Selection =

CXL memory doesn't perform better then DIMMs. CXL memory has higher latency and lower throughput than DIMMs. The performance gains of system with CXL memory are from significantly reducing page faults.
CXL also allows you to upgrade your RAM independently from your CPU which significantly reduces the cost of upgrading systems.
@@mohammedgoder no, no... and no.
about heavy software, I dont care if it has nothing or all to do with the rams, thats will happen, ergo the transition is useless, you can attach the new techs to the old format anyways.
And it looks like an argument bait coz you just said it has better upgradability, so yeah win, win.... and win for me. Tnx
@@Jackson-bh1jw You literally lost the argument by saying "I dont care if it has nothing or all to do with the rams." Your whole argument was contingent upon a link between CXL and bad devs. You failed to substantiate your claim and then you claim to win an argument.
I on the other-hand provided a detailed rundown for the importance of CXL memory. It seems as though you are cognitively challenged.
@@mohammedgoder cool story bro
There is a very good article from semianalysis about CXL , ai and chip design. CXL uses pcie which uses more die area and chip shore region per gigabit/second transfer speed. Unless Amd uses more silicon with chaplets to increase shore area (which it is positioned to do) compared to nvlnk, it can not reach the nvidia speeds.
True, but with hbm and good handling of memory tiering you might not need much bandwidth. Phisons product working with only nand, even without cxl, is perhaps some evidence of this.
Space for the PCIe lanes can come from reducing pin outs to DIMMs/traditional ram interconnects. Also CXL has switches that allows for expansion regardless of how many PCIe lanes the host CPU supports.
I would love to have a Threadripper with a bit of super fast HBM memory that is supplemented with CXL memory.
Not sure AMD will continue the APU route. that said, the MI300A (24 genoa core plus 228 CU) is really quite a feat, I had the chance to play with it a bit and AFAIK its the only *near production ready* Unified Shared Memory (USM/UVM) enabled system where its worth using USM on large problem.
The benchmarks are looking good although a bit lacking on the HBM throughput (due to the big LLC ? or the IO die bottleneck ?). (although a bit low, we still get much more than the H100's 3 To/s) Anyway, on paper and benchmarks, it crushes H100 for many HPC and AI tasks (while consuming less power and costing less than half to a third of a H100).
For HPC, nodes with 4 APUs are already being used (see DOE's El-capitan machine), stay tuned for SC in November, top500 may see some changes in both raw Flop/s and energy efficiency (Flop/J).
The MI300A fills the AMD to Nvidia software gap in way, because it lowers the cost to entry on AMD GPUs, you can have an half ported HPC simulation code, with a bunch of stuff done on the CPU and the rest on the GPU, without paying copies. Ok its not optimal and does not help porting a code, but it enables people with incomplet port to use GPUs (though careful not becoming vendor locked).
As an aside, the C++ standard only supports what they call std par (a way to extend the standard library's algorithm) on GPUs if USM is available. From experience, this C++ feature is crap unless you are so careful that you are not the audience for it (aka hpc engineer/benchmarker). The C++ guys are very clear that they are not going to adhere to the device queue concept of opencl, cuda/hip, sycl etc. The c++ std sees memory as only one big array, nothing is disjoint. For C++, the only way is USM. On MI300A you have USM and its performant. On GH200, you have USM and page migration (ouch).

(Entries taken from a collection)
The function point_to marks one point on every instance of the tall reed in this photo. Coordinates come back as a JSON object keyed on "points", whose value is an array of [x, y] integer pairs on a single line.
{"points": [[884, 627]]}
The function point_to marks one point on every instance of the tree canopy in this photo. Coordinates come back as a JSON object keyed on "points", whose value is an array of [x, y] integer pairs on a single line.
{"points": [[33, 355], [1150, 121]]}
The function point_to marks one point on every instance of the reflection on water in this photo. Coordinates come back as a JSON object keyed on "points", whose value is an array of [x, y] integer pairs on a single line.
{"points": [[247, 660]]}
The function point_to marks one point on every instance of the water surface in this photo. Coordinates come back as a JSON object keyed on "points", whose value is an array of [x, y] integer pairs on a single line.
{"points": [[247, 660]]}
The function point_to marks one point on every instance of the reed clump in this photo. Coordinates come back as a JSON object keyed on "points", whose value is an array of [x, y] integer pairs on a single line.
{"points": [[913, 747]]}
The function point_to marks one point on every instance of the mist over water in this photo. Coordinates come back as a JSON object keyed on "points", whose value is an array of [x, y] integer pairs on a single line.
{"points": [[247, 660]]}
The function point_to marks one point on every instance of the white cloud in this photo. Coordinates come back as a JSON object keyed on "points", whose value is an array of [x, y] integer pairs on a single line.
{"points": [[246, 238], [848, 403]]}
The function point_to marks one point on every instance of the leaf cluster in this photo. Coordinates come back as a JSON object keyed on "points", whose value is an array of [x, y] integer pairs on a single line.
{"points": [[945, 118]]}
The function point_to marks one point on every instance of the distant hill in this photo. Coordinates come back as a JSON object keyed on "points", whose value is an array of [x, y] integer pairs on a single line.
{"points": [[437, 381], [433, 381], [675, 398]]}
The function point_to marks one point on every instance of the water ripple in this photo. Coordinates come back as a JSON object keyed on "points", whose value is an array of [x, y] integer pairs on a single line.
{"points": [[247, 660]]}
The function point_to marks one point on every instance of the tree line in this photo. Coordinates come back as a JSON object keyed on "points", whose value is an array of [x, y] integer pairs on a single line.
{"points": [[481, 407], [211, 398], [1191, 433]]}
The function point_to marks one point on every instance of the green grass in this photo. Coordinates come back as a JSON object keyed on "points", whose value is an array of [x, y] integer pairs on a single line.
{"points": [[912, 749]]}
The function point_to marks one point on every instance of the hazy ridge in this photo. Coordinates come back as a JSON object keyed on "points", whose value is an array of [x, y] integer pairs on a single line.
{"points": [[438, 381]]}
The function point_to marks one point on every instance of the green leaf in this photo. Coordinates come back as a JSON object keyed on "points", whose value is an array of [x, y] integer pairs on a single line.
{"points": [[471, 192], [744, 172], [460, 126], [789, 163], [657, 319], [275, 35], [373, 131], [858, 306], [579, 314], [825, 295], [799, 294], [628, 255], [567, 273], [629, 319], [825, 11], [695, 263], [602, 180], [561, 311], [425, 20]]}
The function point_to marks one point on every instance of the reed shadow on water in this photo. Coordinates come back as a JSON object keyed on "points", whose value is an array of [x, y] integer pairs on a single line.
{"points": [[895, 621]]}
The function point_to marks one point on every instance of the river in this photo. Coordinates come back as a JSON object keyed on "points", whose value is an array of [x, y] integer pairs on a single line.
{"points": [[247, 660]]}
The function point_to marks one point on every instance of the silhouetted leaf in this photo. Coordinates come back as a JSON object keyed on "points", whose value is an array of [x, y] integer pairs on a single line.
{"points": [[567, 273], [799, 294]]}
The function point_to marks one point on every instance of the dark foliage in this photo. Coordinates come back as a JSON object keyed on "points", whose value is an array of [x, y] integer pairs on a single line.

Tasks for this exercise =
1. Translate this sentence from the CXL memory thread into Spanish: "CXL memory has higher latency and lower throughput than DIMMs."
2. In the CXL memory thread, what are the performance gains of systems with CXL memory said to come from?
3. Carry the CXL memory thread forward from its last sentence.

The replies =
1. La memoria CXL tiene una latencia más alta y una tasa de transferencia menor que los DIMM.

2. They come from significantly reducing page faults.

3.
The MI300A requires quite a bit of kernel hackery though, the kernels will run in HBM and this is weird.
Ryzen AI chips with the CPU, GPU, and NPU are the one to watch for. If they start adding more DDR5 memory channels (beyond the current two) then you start to move into the bandwidth discrete GPU(s) enjoy and what Apple currently employs with the M1-M4 chips.
Yep Strix Halo maybe what we are all looking for with its 256bit total memory bus across cpu gpu and npu
4 channels is as likely as 32 pcie lanes 😢
PS4 did this in 2013. The slow response time of GDDR/HBM can probably be mitigated by a bigger L3, which should make more viable for CPUs
exactly, and I don't know why people keep saying that main DDR memory is slow, it is not. GDDR5 is as fast as DDR4, the difference is the way the controller access memory. DDR4 is better at random access, whilee GDDR is better at sequential access because it has a wider bus. 2048 bits vs 512 bits for the CPU.
A larger L3 will always help, but the additional bandwidth of HBM will not. With regular DDR having lower latency, it will be the better option. This is because latency is more important then bandwidth for CPUs. The opposite is true for GPUs - hence two different memory standards. The question then becomes which to use when both a GPU and CPU use the same memory? I suppose it all depends on what limits these future systems.
@@williamdouglas8040 I think we might even see a comeback for L4 cache at that point.
CXL has similar needs as persistent memory management and LLVM support via memory alias is key. Context Save, Load, Replay, power loss recovery/Restore for programs is necessary at the kernel level to ensure uniformity across the software stack. Compiler language key words such as volatile, static, persist would be the best hints in the C/C++ to make existing software easily extendable. Furthermore, Compiler with integrated AI just in time compilation maybe the best real world accelerator that the tech giants are seeking.
I really like unified memory for its potential to increase memory bandwidth.
Apple’s m ultra uses soldered lpddr5 yet they are about to get 800gb/s bandwidth. That’s close to gpu speeds.
While Apple is not a good example when it comes to reducing costs. VRAM is more expensive than lpddr memory. If we can use lpddr to get similar speeds to vram then I’m all for it. Unified memory then makes a lot more sense. It’s less hassle for developers too.
3:48 I’m a bit of a strange weirdo:
All the system developments described in this video with possibly huge performance gains are great and all; but what I’m really in awe of is the physical plumbing of that passive electrical interconnect bridge thingy Jensen is holding here.
A fantastillion TB/s to connect multiple physical systems in a rack with each other “just” with high-quality copper wiring since optical transceivers would need much more power at the same scale.
Meanwhile on the end customer market it is still pretty difficult to find and actually get high-quality PCIe SFF cables that can do PCIe Gen4 or Gen5 properly without introducing PCIe Bus Errors :(
Perhaps controlling both end of the cable plugging in has something to do with it.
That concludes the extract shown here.